■ **WHAT THIS TASK INVOLVES**
Emit the data below verbatim, stripping out any pictures.

[Collected data entries]
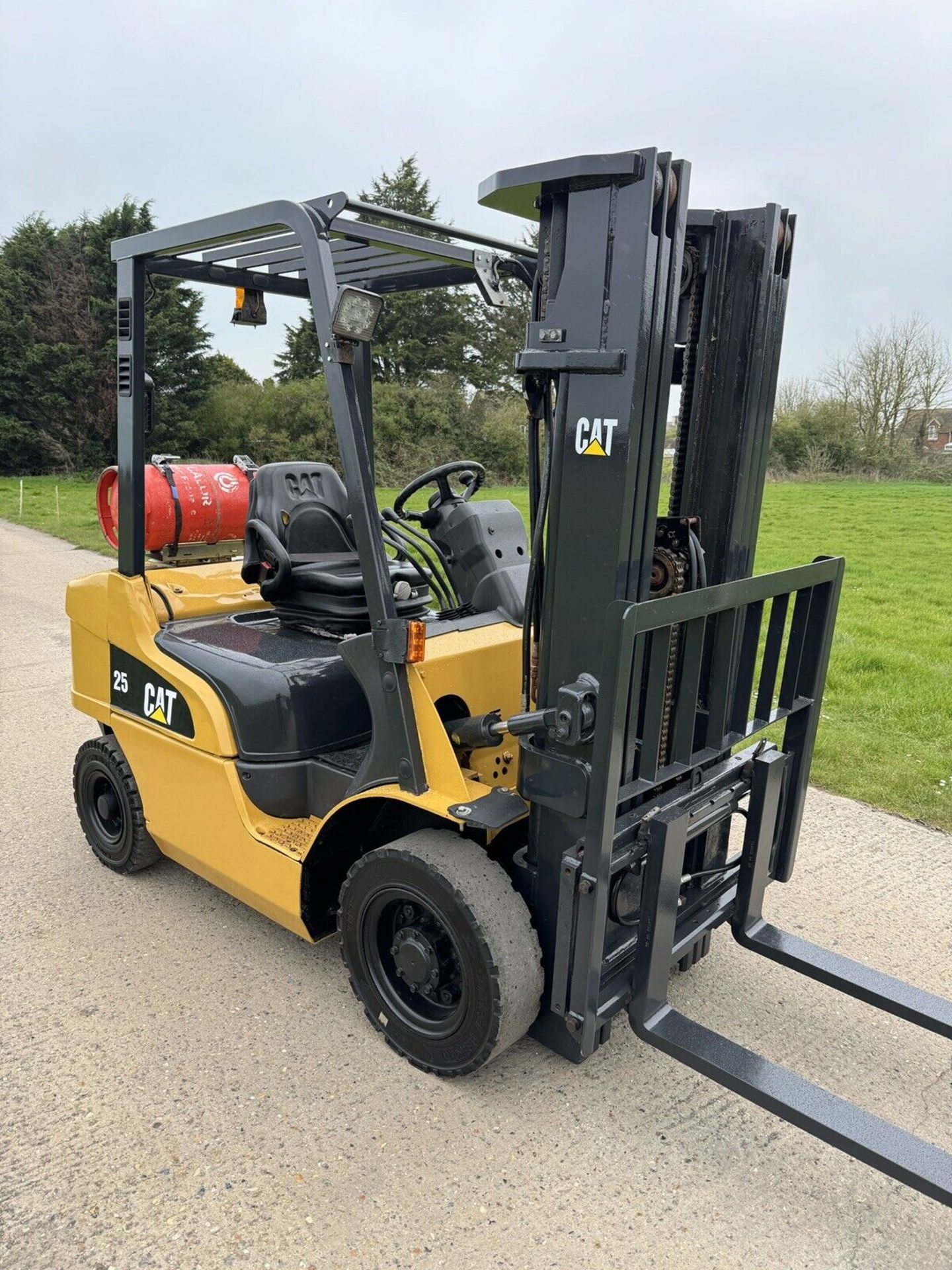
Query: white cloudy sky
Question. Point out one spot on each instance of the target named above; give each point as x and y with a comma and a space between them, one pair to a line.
842, 111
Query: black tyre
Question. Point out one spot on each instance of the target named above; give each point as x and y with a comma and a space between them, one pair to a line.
110, 807
441, 952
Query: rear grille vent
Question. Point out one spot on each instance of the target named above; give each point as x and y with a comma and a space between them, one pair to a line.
124, 319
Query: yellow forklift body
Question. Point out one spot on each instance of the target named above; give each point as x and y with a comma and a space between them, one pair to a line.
193, 800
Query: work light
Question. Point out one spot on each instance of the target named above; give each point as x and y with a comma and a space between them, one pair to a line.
356, 314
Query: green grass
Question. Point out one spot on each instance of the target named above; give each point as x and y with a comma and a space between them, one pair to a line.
887, 732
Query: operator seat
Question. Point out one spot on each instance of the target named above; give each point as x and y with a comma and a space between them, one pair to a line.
301, 550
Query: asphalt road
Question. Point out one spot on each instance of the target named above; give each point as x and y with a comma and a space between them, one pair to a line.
186, 1085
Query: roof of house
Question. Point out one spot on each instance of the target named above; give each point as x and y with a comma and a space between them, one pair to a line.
943, 418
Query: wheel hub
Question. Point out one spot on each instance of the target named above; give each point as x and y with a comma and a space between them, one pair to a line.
416, 959
107, 806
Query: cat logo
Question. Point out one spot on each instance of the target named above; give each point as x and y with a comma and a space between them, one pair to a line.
593, 437
158, 704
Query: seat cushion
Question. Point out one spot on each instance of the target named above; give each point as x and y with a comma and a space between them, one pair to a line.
287, 693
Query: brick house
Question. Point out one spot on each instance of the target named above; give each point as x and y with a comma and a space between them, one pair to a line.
932, 429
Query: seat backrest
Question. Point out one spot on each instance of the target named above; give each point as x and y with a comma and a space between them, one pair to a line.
306, 508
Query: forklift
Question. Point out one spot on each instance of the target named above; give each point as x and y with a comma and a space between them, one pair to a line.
524, 777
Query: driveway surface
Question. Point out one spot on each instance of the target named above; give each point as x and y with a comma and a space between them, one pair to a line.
186, 1085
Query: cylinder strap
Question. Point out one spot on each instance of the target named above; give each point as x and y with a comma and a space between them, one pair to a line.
171, 479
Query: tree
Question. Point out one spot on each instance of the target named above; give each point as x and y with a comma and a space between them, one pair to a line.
424, 333
225, 370
58, 339
889, 372
301, 356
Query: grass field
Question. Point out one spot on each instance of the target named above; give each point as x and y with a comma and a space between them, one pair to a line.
887, 733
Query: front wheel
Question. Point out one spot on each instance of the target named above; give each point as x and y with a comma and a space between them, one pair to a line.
441, 952
110, 807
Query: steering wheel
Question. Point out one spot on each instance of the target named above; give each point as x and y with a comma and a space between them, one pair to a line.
471, 476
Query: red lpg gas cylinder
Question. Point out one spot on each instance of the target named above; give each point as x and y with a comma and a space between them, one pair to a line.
184, 503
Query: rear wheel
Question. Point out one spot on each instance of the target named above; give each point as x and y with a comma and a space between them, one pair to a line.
441, 952
110, 807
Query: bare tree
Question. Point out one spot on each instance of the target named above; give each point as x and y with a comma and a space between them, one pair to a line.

■ **RESPONSE TO THE TASK**
Query: white cloudy sky
Question. Point out one spot on each instance of the target named above; give each point as x and y with a comma and a space between them, one pair to a line.
842, 111
Query: black tyre
Question. Point out one spot on each instance of the target named above; give each point as x and y with a comma and a space between them, one pair to a line.
110, 807
441, 952
Query: rear grille vent
Question. Point out one spot on each instance of the target named above; give each point as x and y with a comma and a space between them, one pair to a line.
124, 319
Query: yellow forklift body
Question. Point out one spot on each instance of the target named above; give each point as x and y with a comma and a space between them, one pair to a line.
193, 800
Query: work light
Question. Point out one spot on each instance of the target named above; give each point as x and y with a comma and a space between them, one pair to a line.
356, 314
Query: green grass
Question. Point out one spot on each instance of the target named above; give each point as x and y with a comma and a space between them, one pair to a line.
887, 732
Query: operator seat
Question. Point out one spot on each instance of the target named above; give each point as x and y with a comma and a space between them, one pair to a line.
301, 550
Query: asphalt road
Question. Point out one spot on each instance of the target named above; give each point as x and y with a comma and a space between them, one pair to a line.
186, 1085
Query: roof of house
Question. Point out one spot on each instance of the target named above; give each point as x and y with a comma and a space between them, one pair to a line.
943, 418
Query: wheel hub
Question. Point out one spot on each instance of the target named above; give each point as x and y with a comma and a space between them, one pair to a line.
416, 959
107, 806
Query: cat logo
Question. Point out one spot on each instance of the target named above; give each point as x and y with a comma and a space between them, one pair to a line.
593, 437
158, 704
Query: seat cushion
Question. Point out one spot on each instance of the target named above; give each point as x and y with a comma and a space between them, one pair to a line.
287, 693
Query: brick house
Question. Point out one spot on each instance of the target named above; give each point as x and y with a comma and a space between them, one pair to a line.
932, 429
Query: seat backrest
Question. Point out one spot on each instance of the target named above; give each point as x and y with a comma and a space between them, one pair to a line.
306, 508
Query: forklift
Question. Point out one spot on each instance of the target named above; give each point as x and y with a comma and a space between them, one pair to a line.
524, 777
Query: driveway surface
Question. Point out one spot on each instance of the target named above; give each point as x and y with a comma and a space between them, one pair to a line.
186, 1085
Query: cylinder strap
Question. Point out one spot on each instance of the target named above; give each point as x and y with a comma and a space between them, one pair to a line.
171, 479
Query: tree
Question. Point out one spot on each instance of the target named above; give each point as x and y with a comma and a space between them, one pair to a line.
424, 333
225, 370
58, 339
889, 372
301, 356
Query: grass field
Question. Point out one spot on each instance of the target named above; give each point as x and y with a comma and a space between them, one pair to a line.
887, 733
Query: front wheel
Question. Point out one spot on each instance of the target named above; give each point as x and y with a comma and a space between them, one pair to a line.
441, 952
110, 807
Query: steering wheel
Question. Point out one spot on each instance of the target named above; give each point as x and y with a comma and a space between them, one pair to a line.
471, 476
Query: red lpg gas cylinder
Question. Point out one spot on each instance of the target named above; give each point as x and y with a comma and a space between them, one pair to a line.
184, 503
Query: rear wheel
Question. Point out one spot on each instance of the target named above; give each point as x and y with a comma and a space between them, one pair to a line.
441, 952
110, 807
Query: bare tree
Question. Point out one spot on each instance of the target named above; give each point as x and y with a comma and a space between them, one pair to a line.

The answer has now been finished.